(TASK STATEMENT): Please reproduce word for word the lines starting at the line that contains "Greenhouse-scouting request: tag the black" and ending at the line that contains "Greenhouse-scouting request: tag the gazelle with one", including both of those lines.

(EXERCISE DATA):

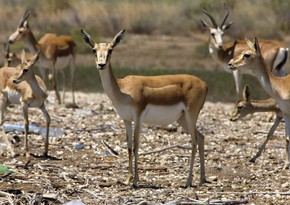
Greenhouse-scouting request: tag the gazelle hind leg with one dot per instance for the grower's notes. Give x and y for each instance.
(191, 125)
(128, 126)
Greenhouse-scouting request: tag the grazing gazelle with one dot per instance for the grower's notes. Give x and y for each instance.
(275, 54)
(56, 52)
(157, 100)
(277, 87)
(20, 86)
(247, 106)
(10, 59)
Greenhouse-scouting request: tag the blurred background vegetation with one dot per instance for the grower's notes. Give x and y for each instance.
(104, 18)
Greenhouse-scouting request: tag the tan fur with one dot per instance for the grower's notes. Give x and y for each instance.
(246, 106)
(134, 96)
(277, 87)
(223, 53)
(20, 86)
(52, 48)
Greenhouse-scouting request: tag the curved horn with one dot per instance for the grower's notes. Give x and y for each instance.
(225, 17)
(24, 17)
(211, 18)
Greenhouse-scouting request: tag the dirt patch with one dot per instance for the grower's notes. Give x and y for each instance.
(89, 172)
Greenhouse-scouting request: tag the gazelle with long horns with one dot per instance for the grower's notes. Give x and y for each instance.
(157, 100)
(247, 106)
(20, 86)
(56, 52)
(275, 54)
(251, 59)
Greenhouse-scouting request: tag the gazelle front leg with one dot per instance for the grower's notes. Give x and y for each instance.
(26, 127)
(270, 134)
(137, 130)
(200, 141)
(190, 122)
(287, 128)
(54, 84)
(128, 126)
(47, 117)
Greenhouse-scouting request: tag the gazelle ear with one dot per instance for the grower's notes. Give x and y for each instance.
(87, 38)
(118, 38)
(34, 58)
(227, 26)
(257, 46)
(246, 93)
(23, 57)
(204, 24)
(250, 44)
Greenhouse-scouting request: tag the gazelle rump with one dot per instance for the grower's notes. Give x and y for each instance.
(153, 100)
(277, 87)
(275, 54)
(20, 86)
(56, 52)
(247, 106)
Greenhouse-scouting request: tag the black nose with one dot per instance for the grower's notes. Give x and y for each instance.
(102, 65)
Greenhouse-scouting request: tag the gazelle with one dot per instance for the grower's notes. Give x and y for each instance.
==
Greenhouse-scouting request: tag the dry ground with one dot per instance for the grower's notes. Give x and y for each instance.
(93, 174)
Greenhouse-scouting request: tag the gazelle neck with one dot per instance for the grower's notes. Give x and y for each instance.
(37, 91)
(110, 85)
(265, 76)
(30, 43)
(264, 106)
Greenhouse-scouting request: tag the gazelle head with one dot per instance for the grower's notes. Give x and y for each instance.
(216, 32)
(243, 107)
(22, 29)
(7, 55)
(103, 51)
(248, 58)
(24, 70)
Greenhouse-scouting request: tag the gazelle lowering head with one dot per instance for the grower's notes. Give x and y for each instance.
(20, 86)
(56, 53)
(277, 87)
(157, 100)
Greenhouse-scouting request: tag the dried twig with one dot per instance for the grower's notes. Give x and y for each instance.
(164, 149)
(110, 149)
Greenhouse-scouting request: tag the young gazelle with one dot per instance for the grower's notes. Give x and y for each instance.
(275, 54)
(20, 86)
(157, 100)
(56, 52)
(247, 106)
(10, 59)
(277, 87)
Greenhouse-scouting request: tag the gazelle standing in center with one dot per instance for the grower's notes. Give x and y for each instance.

(WRITTEN ANSWER):
Greenhouse-scouting request: tag the black nose with one dot per instance for the grower's notes. Give x and y for each instance.
(102, 65)
Greenhouse-scouting request: tag the gazelle with one dot per instance for the grower's notes. Give x and y for each instance.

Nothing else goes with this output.